▶ _Metin parçası_:

- 7 Ocak 2015
- 92
- 83
- 39
Merhaba,
Uzun zamandır konu başlıklarına denk gelip kendimce yorumlar yapıyordum. Ama bir gün benim de burada bir başlıkta dertleşeceğim aklıma gelmezdi..
17 aylık evliyim. Eşimle severek evlendik, birlikteliğimizin 2. ayında evlenme teklifi aldım ve 6. ayımızda nişanlandık. Sonrasında evlilik hazırlıkları 1 yıl sürdü ve 2013 yılı ağustos ayında evlendik. Her şey yolundaydı, çevremizdeki tüm insanların gıpta ettiği bir evliliğimiz vardı. Eşim çok nazik, ince fikirli ve bana inanılmaz düşkün biriydi. Fakat evliliğe adaptasyon sürecinde bende ortaya çıkan troid hastalığı olan graves nedeniyle çok asabi ve herşeye sinirlenip bağırıp çağıran biri haline geldim. Kısacası bu hastalık sürecini yönetmeyi beceremedim. Bu süreçte eşimi de yıprattım, gereksiz yere kavgalar ve benim maddi olarak eşimden güçlü olmam onu fazla daralttı. Son olarak eşimin nişanlılık döneminde bıraktığı dart oyununa olan merakı nedeniyle tartışmalar ortaya çıkınca herşey büyümeye başladı. Dartın oynandığı mekanlar genelde bar-pub mekanları ve çok kaliteli insanlarla sosyalleşme fırsatı bulunabileceği gibi çok basit insanlarla da muhatap olunabiliyor. Bu endişelerimden ve alkol tüketimi yoğun olduğundan ötürü dartı bırakmıştı, ta ki haziran ayına kadar..
Sonrasında tartışmalarımız iyice arttı, fiziki münakaşaya dahi döndü. Bir süre ayrı kalma anlamında ben şehir dışına gittim, 11 gün boyunca sınırlı sürelerde haberleştik. Onun hislerini ölçmesini bekliyordum çünkü. döndüğüm de eski usule döndü hemen herşey.. Özledim diyen adam başkasıydı sanki. Bu arada annesinin benden hiç hazzetmediğini de biliyorum, o sebeple çok mesafeliydim zaten. Bu ayrılık gelgitlerinden ilk annesine bahsetmiş olmasına rağmen bir defa bile "ne yapıyorsunuz?" diye sormuş değil. Aksine "ruh sağlığınız daha önemli olmuyorsa olmuyordur. Sizden önemli değil evlilik" diyerek beni tümden ayar etmişliği var.

▶ _Sağlanan veriler_:
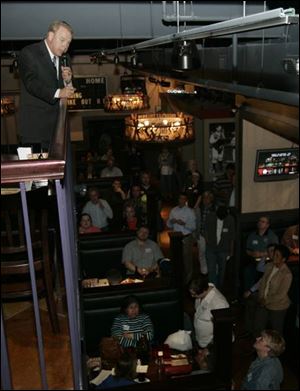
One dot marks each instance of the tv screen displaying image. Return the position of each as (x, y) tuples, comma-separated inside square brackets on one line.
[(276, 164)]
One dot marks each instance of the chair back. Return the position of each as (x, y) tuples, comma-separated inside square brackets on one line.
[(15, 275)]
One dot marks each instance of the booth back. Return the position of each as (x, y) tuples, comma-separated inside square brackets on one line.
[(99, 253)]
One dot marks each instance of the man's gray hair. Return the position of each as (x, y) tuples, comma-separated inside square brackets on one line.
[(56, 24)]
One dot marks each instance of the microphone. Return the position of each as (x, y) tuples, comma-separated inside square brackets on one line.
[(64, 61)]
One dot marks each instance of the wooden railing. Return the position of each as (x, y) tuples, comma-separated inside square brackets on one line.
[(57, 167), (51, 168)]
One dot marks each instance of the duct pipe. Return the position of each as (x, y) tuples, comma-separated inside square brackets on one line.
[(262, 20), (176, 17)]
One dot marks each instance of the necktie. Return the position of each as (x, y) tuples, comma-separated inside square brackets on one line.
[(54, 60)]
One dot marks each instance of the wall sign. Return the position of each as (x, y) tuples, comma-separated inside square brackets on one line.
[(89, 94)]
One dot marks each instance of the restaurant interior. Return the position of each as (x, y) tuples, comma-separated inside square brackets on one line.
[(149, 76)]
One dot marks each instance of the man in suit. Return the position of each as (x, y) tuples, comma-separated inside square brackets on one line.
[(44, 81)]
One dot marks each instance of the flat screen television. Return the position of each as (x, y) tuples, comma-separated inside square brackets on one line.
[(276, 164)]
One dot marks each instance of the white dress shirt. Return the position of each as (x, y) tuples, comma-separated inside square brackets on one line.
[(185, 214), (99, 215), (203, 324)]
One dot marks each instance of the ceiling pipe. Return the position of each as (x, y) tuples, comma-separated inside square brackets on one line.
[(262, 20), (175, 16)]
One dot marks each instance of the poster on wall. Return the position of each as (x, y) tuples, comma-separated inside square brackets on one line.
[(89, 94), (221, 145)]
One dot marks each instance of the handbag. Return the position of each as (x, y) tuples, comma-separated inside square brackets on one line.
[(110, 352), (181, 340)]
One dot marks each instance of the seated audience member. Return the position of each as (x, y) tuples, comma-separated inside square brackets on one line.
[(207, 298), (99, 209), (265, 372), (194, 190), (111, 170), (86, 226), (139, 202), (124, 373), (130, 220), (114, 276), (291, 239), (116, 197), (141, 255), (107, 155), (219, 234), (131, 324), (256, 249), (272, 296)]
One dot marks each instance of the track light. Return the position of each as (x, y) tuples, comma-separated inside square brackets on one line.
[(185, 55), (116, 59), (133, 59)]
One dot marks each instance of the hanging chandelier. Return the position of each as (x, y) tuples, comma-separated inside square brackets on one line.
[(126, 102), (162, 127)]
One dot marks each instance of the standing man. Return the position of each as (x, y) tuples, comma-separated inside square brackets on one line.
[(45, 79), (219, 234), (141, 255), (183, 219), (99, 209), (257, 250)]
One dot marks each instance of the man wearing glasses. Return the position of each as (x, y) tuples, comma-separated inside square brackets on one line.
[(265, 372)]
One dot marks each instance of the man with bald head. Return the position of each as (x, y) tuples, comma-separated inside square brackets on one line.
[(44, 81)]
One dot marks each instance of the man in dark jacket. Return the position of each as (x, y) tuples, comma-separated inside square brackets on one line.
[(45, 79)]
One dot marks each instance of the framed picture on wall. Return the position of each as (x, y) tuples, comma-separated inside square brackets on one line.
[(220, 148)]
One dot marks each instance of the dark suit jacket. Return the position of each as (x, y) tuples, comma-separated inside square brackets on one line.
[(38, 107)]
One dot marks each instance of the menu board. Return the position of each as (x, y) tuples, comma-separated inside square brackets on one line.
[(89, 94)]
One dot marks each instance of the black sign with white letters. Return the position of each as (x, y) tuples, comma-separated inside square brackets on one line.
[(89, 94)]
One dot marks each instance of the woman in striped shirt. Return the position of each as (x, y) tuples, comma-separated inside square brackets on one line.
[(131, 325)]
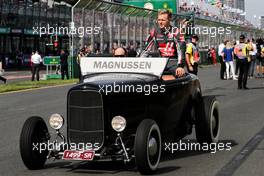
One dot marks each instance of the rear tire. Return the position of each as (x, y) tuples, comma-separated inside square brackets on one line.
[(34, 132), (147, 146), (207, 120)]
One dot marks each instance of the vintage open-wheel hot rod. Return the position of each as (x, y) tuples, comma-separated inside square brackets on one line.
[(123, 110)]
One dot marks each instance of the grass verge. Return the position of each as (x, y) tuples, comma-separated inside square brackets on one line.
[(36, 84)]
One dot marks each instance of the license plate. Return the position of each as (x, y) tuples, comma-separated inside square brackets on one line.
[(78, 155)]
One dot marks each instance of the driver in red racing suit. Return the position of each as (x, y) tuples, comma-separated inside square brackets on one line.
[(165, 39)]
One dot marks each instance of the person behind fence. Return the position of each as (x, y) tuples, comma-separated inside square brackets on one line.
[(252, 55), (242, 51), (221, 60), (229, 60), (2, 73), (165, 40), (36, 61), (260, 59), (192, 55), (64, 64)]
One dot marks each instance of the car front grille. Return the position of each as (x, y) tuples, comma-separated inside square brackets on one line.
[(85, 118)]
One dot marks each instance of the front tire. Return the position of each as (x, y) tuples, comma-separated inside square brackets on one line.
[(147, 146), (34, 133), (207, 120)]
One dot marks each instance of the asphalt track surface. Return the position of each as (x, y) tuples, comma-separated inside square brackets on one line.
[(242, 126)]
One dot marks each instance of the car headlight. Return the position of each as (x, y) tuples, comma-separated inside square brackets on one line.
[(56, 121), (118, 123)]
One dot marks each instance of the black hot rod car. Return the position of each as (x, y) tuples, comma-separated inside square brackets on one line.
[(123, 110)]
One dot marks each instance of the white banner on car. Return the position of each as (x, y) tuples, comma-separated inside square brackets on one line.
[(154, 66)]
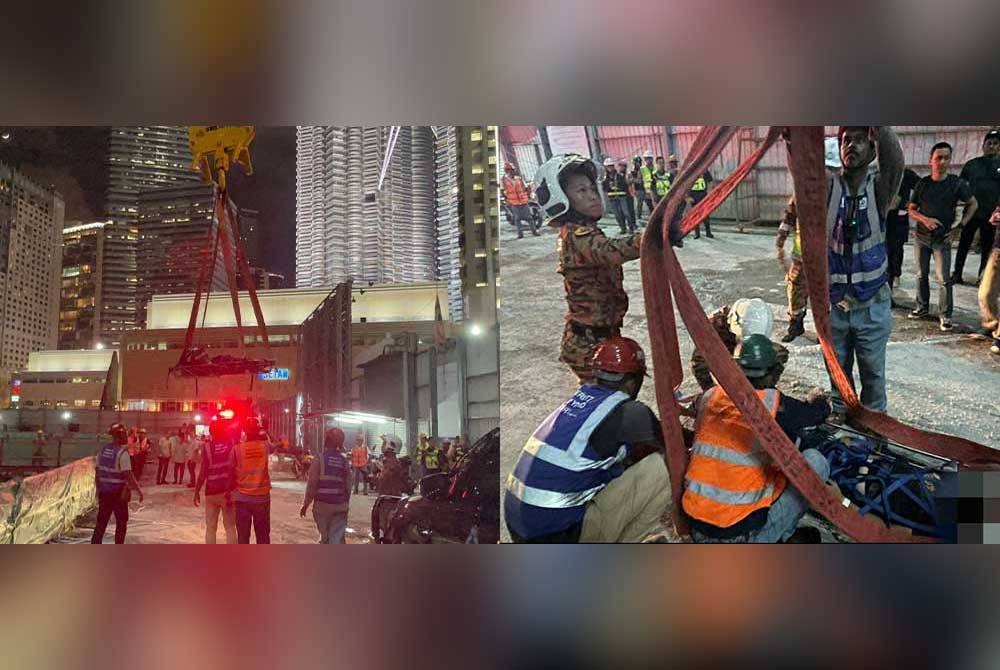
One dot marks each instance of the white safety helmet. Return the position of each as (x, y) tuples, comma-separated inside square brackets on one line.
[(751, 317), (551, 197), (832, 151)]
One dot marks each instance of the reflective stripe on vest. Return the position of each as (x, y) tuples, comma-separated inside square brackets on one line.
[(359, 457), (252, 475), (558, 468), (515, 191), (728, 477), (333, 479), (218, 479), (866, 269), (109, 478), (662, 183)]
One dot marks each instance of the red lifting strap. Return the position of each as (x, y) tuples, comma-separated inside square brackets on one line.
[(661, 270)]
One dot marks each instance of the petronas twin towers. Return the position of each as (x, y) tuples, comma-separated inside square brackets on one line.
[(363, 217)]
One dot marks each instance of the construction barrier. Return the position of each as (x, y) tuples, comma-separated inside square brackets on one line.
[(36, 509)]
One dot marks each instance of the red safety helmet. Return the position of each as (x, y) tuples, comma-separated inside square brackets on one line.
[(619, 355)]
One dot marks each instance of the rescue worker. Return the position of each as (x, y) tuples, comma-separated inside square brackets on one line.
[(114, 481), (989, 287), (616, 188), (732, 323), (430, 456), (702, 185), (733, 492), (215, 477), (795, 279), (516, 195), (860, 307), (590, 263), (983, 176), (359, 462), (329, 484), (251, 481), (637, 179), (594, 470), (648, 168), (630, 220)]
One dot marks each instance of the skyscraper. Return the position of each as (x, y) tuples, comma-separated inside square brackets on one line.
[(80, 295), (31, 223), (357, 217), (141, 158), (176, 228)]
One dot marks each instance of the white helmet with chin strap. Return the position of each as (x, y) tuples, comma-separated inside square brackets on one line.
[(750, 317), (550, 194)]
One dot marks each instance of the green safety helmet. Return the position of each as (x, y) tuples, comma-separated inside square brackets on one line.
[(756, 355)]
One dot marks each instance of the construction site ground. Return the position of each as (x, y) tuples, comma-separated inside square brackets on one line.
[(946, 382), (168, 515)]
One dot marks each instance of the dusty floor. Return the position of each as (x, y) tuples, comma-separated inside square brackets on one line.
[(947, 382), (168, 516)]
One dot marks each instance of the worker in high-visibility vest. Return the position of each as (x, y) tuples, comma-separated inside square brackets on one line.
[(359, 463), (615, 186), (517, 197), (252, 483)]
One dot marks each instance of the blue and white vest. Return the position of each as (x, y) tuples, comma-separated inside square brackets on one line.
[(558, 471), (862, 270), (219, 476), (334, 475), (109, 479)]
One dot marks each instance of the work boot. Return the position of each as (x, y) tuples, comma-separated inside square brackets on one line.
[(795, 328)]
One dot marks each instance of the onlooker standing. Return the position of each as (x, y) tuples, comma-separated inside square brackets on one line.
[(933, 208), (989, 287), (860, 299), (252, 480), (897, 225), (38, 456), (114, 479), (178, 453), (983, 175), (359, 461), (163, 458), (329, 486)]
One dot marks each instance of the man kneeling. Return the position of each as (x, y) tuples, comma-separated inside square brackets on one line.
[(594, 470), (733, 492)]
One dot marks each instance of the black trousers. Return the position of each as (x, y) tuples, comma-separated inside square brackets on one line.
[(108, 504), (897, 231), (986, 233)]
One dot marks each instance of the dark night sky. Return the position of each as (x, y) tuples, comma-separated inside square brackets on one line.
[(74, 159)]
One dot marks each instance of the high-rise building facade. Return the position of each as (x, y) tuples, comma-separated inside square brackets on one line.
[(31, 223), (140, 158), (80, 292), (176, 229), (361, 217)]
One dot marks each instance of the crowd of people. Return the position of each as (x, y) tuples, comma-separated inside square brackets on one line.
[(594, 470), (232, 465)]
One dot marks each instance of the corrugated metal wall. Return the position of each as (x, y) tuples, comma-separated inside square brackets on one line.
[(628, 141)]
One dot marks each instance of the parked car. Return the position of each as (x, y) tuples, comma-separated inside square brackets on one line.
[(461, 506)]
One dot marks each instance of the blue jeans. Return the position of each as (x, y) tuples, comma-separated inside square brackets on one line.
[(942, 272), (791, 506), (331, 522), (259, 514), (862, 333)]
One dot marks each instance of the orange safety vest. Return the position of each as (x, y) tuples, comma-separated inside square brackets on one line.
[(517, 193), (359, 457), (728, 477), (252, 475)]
--
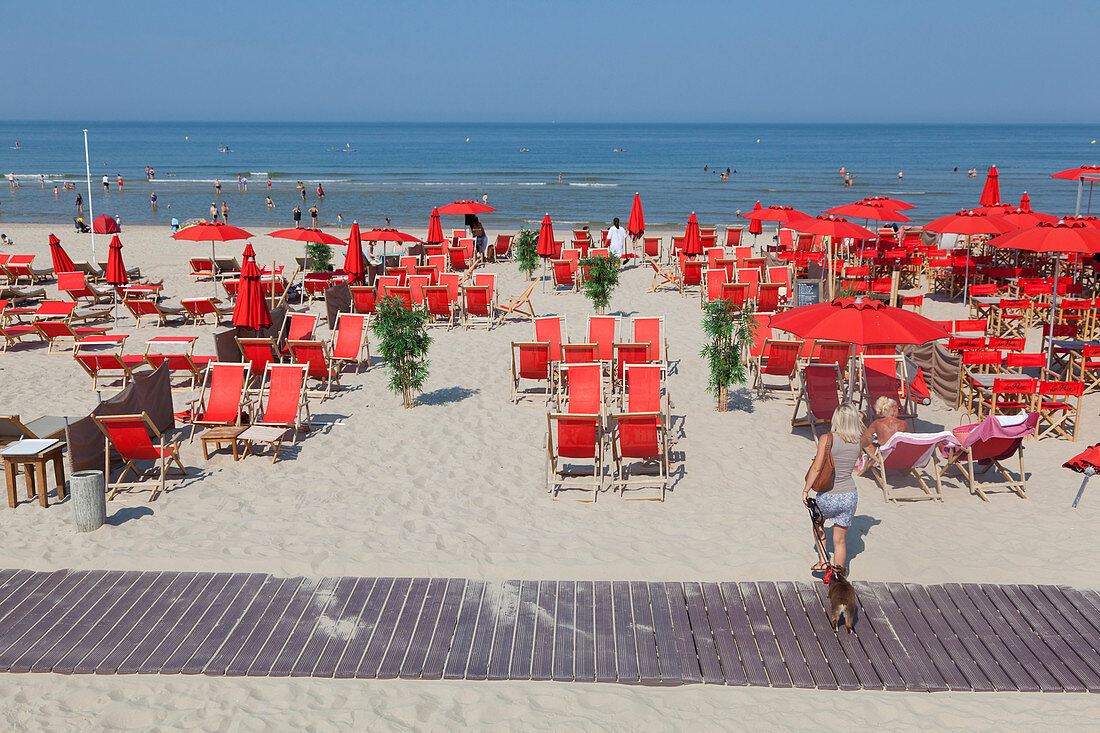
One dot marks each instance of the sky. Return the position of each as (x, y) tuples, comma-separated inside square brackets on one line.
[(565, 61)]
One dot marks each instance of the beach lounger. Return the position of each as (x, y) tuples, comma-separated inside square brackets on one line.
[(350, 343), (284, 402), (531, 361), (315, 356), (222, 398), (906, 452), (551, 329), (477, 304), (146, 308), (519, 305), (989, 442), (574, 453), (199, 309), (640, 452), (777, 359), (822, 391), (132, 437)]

▶ _Alıştırma yönergesi_: Evlilik sorunlarını anlatan yazıdan, "- 7 Ocak 2015" sözlerinin geçtiği yerden başlayıp "dertleşeceğim aklıma gelmezdi.." sözlerinden sonra durarak ilgili kısmı harfi harfine yazın. Yukarıdaki verilere ihtiyacınız yok.

▶ _Alıştırma çözümü_:
- 7 Ocak 2015
- 92
- 83
- 39
Merhaba,
Uzun zamandır konu başlıklarına denk gelip kendimce yorumlar yapıyordum. Ama bir gün benim de burada bir başlıkta dertleşeceğim aklıma gelmezdi..